* [Short exercise]: Reproduce the entries below, replacing "planogram checker" with "shelf audit tool" throughout and leaving everything else unchanged.

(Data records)

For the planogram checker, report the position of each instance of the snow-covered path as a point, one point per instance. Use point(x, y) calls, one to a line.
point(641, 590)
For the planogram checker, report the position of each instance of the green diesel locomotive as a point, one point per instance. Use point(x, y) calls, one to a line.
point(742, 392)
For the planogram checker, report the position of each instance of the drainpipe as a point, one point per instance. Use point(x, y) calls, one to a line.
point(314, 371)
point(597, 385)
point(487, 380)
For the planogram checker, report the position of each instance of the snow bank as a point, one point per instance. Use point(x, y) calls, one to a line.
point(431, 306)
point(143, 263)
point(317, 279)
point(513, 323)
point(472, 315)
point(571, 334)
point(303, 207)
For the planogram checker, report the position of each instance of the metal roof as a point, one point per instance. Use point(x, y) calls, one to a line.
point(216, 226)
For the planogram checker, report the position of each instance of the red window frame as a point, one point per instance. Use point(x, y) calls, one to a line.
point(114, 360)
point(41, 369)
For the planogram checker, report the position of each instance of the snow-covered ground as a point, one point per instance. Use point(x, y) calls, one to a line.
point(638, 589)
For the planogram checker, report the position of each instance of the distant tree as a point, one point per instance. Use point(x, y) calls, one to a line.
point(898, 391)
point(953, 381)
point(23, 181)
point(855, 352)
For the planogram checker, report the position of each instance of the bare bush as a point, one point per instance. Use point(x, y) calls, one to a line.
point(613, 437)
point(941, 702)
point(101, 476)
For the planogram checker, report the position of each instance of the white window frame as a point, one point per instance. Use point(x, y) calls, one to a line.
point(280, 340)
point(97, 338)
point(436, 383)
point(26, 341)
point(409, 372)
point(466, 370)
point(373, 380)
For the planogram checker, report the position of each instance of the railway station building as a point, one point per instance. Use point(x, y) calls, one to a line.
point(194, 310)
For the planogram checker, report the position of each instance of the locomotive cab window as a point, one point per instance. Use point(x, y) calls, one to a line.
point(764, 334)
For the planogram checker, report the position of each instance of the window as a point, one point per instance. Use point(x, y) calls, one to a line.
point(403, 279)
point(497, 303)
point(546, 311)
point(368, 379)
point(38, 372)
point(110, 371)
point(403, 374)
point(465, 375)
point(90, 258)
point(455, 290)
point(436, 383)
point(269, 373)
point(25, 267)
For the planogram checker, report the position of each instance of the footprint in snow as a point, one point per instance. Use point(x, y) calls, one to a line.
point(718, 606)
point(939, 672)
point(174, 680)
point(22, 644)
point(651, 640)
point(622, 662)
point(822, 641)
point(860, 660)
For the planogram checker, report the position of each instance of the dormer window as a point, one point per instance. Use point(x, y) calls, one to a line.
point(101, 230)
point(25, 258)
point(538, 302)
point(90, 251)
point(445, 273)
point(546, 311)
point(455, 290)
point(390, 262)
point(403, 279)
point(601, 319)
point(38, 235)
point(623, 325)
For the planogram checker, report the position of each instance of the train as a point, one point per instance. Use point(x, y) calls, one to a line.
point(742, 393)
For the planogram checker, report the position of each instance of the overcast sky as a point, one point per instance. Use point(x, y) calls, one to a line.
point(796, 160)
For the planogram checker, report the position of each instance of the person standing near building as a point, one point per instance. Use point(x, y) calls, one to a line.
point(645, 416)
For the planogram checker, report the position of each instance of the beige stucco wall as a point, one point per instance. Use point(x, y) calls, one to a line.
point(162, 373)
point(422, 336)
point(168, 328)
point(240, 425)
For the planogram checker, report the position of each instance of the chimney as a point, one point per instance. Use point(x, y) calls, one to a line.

* [Exercise result]:
For the shelf audit tool, report the position of each instance of the snow-covered path as a point, one point per instance. Use point(x, y) calls, one to a line.
point(641, 590)
For the shelf audit tool, report the position of each instance of the green diesel locomotive as a point, one point per instance. Use point(x, y) calls, one to a line.
point(742, 392)
For the shelf audit tool, report the position of each instance of the drainpipe as a point, one point per instance. Use point(x, y) calls, one to a line.
point(314, 371)
point(597, 385)
point(487, 380)
For the shelf audit tool, report the position of each instance of the snow bank as a point, one point per instance. Use point(x, y) calls, one to a line.
point(431, 306)
point(143, 263)
point(317, 279)
point(513, 323)
point(472, 315)
point(571, 334)
point(303, 207)
For the shelf audit tool, report the position of each instance of the metal roof as a point, one point per instance. Use point(x, y) calls, one to a line.
point(216, 226)
For the shelf audit tool, report the position of each instance of the red window frame as a point, one point per instance. Use point(x, y) calls, one to a line.
point(114, 360)
point(41, 369)
For the shelf audit tool, report the position of each instance of the snow-covered ground as a point, one point per instance. Use point(x, y) calls, one to a line.
point(638, 589)
For the shelf audit tool, report the position of each instance of the distant tree as a point, one point per instance. Use point(x, y) calls, one to a line.
point(898, 391)
point(953, 381)
point(23, 181)
point(855, 352)
For the shelf audit tool, report the position of each instance of the bare bush as a point, one point per instance. Use point(x, y) calls, one to a line.
point(613, 437)
point(941, 702)
point(101, 476)
For the shelf audit tool, report the position of each instance of the white window frame as a point, one point per instance. Use point(x, y) calls, one to a line.
point(280, 340)
point(97, 338)
point(436, 383)
point(26, 341)
point(409, 372)
point(466, 370)
point(373, 380)
For the shelf audit tool, report the position of each instance of the railway station building as a point, one point per instance. Use point(x, y) calls, one to a line.
point(194, 310)
For the shelf audit tool, report the position of each instance of the locomotive cab window as a point, one point per instance. Use point(x, y) calls, one to a line.
point(764, 334)
For the shelf audit tool, report the position of each instance of the window as a point, one point per instance. Use point(x, y) calls, one to a line.
point(403, 279)
point(497, 303)
point(546, 311)
point(368, 379)
point(38, 372)
point(110, 371)
point(403, 374)
point(465, 375)
point(90, 258)
point(455, 290)
point(436, 383)
point(269, 373)
point(25, 267)
For the shelf audit tool, report the position of each instance of the footprint in snow as a point, one point per instance. Use point(x, y) calls, one to a line.
point(718, 606)
point(939, 672)
point(174, 680)
point(22, 644)
point(651, 640)
point(622, 662)
point(822, 641)
point(860, 660)
For the shelf audit tool, report the position of each instance of the dormer window as a point, one point per instance. Use point(x, y) calls, one to a line.
point(101, 230)
point(25, 258)
point(538, 302)
point(90, 251)
point(445, 273)
point(546, 311)
point(455, 290)
point(390, 262)
point(403, 279)
point(601, 319)
point(38, 235)
point(623, 325)
For the shelf audit tool, report the position of each instance of the train as a point, one point per instance. Use point(x, y) calls, one to a line.
point(742, 393)
For the shelf audit tool, report the position of each instance of the overcast sky as a point, one point per instance. Use point(x, y) calls, one to a line.
point(796, 160)
For the shelf audit tool, report the position of each instance of the person standing near building as a point, one point per instance. Use point(x, y) calls, one to a line.
point(645, 416)
For the shelf audit tool, report the position of each instance of the beige stucco wall as a point, one point per instance. Use point(x, y) calls, one to a line.
point(162, 373)
point(422, 336)
point(168, 328)
point(240, 425)
For the shelf audit tool, report the position of each instance of the chimney as a point, one point per instance. Use point(x, y) calls, one to a line.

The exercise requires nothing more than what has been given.